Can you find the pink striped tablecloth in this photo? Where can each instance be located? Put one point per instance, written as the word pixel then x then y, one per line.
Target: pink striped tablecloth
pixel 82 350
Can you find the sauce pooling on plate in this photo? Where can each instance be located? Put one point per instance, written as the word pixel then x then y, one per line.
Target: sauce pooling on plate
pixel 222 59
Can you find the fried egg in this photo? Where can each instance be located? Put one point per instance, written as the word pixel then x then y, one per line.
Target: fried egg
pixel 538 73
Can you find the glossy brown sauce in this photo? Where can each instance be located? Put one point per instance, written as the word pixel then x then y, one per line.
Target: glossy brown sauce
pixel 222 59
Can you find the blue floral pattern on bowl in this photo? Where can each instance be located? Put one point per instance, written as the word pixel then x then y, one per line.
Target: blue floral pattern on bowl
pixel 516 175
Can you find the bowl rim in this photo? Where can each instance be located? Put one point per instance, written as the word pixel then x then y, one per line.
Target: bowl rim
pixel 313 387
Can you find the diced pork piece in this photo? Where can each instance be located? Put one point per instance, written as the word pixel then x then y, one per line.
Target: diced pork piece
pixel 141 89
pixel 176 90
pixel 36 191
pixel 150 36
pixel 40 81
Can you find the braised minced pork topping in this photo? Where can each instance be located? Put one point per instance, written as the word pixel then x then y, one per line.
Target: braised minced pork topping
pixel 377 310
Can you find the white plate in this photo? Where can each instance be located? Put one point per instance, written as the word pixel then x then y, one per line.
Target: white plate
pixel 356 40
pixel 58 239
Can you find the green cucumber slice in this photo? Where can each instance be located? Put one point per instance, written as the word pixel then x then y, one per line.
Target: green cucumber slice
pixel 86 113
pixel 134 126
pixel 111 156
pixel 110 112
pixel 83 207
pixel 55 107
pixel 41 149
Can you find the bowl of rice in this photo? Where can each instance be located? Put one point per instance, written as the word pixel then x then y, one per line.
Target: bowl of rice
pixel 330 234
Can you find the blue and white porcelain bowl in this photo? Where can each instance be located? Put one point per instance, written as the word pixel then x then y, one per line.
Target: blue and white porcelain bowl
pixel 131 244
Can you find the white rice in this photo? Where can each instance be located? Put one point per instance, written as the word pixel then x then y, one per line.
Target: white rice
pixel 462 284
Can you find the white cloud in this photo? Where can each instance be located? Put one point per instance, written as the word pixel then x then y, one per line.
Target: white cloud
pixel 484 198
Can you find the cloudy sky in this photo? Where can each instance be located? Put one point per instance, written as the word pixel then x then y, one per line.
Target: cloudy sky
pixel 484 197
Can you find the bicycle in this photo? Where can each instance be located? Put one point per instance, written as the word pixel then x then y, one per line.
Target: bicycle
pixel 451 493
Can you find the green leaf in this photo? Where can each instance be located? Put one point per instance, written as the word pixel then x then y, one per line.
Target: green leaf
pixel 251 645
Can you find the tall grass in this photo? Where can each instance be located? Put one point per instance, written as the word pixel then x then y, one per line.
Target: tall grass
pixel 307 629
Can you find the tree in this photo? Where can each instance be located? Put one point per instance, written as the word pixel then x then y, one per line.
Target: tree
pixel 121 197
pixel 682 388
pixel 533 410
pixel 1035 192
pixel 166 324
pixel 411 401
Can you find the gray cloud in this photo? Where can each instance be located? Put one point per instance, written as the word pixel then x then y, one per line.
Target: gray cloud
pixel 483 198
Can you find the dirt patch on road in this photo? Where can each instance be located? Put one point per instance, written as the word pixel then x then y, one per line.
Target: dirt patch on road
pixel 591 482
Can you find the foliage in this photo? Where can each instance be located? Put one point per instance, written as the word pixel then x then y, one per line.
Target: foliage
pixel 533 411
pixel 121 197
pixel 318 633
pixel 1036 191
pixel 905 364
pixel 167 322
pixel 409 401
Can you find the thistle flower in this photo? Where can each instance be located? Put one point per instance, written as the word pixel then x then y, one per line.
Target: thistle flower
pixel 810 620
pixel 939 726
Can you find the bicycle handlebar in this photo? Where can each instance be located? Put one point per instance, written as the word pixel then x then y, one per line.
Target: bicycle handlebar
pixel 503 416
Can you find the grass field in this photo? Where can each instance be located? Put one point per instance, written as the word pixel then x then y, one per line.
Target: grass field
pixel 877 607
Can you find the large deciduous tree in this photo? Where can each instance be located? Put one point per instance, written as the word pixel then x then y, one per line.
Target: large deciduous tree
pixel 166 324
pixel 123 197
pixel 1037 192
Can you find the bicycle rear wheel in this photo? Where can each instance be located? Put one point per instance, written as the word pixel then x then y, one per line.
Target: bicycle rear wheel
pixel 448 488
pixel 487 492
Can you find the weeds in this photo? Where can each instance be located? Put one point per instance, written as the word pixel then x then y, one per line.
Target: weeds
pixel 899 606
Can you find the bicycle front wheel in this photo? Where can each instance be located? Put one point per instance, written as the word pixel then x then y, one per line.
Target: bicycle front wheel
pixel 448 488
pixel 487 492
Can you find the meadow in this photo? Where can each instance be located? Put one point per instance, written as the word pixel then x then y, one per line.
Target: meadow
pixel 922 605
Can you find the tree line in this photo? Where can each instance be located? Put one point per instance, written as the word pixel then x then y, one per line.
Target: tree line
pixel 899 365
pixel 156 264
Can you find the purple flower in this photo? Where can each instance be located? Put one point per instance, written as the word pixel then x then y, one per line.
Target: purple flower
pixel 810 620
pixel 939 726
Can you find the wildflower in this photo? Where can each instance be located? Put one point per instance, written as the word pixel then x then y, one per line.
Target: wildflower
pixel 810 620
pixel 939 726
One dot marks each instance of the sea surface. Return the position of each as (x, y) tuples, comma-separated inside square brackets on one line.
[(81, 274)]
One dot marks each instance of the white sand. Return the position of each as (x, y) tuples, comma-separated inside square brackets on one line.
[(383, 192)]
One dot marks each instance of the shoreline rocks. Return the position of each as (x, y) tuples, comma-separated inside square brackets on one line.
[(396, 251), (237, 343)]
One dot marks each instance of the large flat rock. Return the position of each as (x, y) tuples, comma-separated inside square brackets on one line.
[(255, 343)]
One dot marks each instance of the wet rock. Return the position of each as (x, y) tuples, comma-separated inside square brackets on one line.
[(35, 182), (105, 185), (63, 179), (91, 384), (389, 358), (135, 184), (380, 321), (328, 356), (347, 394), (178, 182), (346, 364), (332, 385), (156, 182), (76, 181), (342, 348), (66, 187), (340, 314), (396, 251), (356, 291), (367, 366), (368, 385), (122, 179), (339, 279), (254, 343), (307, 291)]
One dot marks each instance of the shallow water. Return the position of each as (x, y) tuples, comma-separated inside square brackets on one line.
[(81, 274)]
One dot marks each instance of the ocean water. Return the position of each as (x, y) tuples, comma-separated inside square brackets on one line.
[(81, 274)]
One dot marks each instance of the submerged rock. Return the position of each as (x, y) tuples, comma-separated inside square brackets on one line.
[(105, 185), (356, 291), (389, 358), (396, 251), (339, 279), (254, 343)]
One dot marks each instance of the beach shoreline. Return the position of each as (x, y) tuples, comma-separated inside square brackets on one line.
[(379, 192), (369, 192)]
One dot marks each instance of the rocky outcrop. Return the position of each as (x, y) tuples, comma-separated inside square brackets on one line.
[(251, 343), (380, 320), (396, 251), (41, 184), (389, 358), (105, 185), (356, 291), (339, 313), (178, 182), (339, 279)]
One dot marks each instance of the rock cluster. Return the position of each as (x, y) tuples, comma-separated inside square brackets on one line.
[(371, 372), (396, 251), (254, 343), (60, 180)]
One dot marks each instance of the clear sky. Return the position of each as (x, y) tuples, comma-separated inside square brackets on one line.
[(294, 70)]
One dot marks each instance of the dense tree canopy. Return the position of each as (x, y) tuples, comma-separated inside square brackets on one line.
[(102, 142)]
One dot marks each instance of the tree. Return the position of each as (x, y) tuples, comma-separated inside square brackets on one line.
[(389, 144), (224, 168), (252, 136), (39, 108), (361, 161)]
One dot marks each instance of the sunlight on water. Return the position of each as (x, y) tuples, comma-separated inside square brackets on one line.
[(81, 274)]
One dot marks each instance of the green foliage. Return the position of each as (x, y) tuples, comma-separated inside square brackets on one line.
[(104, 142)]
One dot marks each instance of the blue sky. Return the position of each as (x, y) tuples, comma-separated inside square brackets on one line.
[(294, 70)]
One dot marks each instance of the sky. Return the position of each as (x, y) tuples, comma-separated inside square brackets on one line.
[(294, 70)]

**WHAT TO DO**: Set down no line except those from the one with "One dot marks each instance of the dense" to the last line of the data, inclusive, each exactly as written.

**SOLUTION TO THE EXERCISE**:
One dot marks each instance of the dense tree canopy. Return the position of each as (x, y) tuples, comma-separated inside square brackets on one line.
[(102, 142)]
One dot marks each instance of the tree. Return the position of each as (x, y) tuples, comma-separated inside square brackets on one line.
[(389, 144), (224, 168), (252, 136), (39, 108), (361, 161)]
One dot marks each instance of the sunlight on water. Return the position of each as (x, y) tuples, comma-separated inside square brackets on one line.
[(81, 274)]
One dot marks each instance of the green foliage. Return the position of each as (x, y) tuples, comma-separated inside square brackets on one line.
[(104, 142)]
One dot marks each instance of the blue sky. Return the position of each as (x, y) tuples, comma-separated inside square brackets on one line.
[(294, 70)]
One dot marks each instance of the sky. Return the position of each as (x, y) tuples, comma-separated inside square brackets on one line.
[(294, 70)]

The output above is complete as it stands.